- **ページ抜粋**
□ □ □ □
僕がまだ 「学生さん」 をやっていた頃、よく深夜のラジオ放送を聴いておったワケですが、その当時世良公則氏がDJをつとめる番組の中で流れた曲が彼らとの最初の出会いでありました。
BLUESに徐々に傾倒しつつあった当時 「学生さん」 であった僕は、BLUESフィーリングの感じられる曲であれば、耳にするなりそのアーティスト名を紙に書きとめ、翌日にはCDショップに走る・・・という、「学生さん」 ならではの贅沢な金と時間の使い方をしておりました次第です。
で、その時もやはり例にもれずCDを買ったのがこの 「ドクター・フィールグッド」。
英国のバンドでありながらアメリカ南部の匂いを存分に漂わせ、しかも全編から醸し出されるパンキッシュな雰囲気。 僕はすっかりそのサウンドの虜になり、彼らのCDを買いあさりました(まあ買い「あさる」ほど枚数出てないねんけどね・・・)。
□ □ □ □
ポイントラベリング用データセットの一部
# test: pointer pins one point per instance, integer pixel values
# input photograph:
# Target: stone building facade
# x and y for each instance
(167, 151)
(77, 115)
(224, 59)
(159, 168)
□ □ □ □
- **指示と要件**
抜粋について、次の問いに答えてください。
(a) 筆者が彼らの曲に最初に出会ったのは、誰がDJをつとめる番組でしたか。
(b) BLUESフィーリングの感じられる曲を耳にした翌日、筆者はどこへ走りましたか。
(c) 「ドクター・フィールグッド」はどこの国のバンドだと書かれていますか。
データは抜粋とは関係がありません。

- **課題への回答**
(a) 世良公則氏がDJをつとめる深夜のラジオ番組でした。
(b) CDショップへ走りました。
(c) 英国のバンドだと書かれています。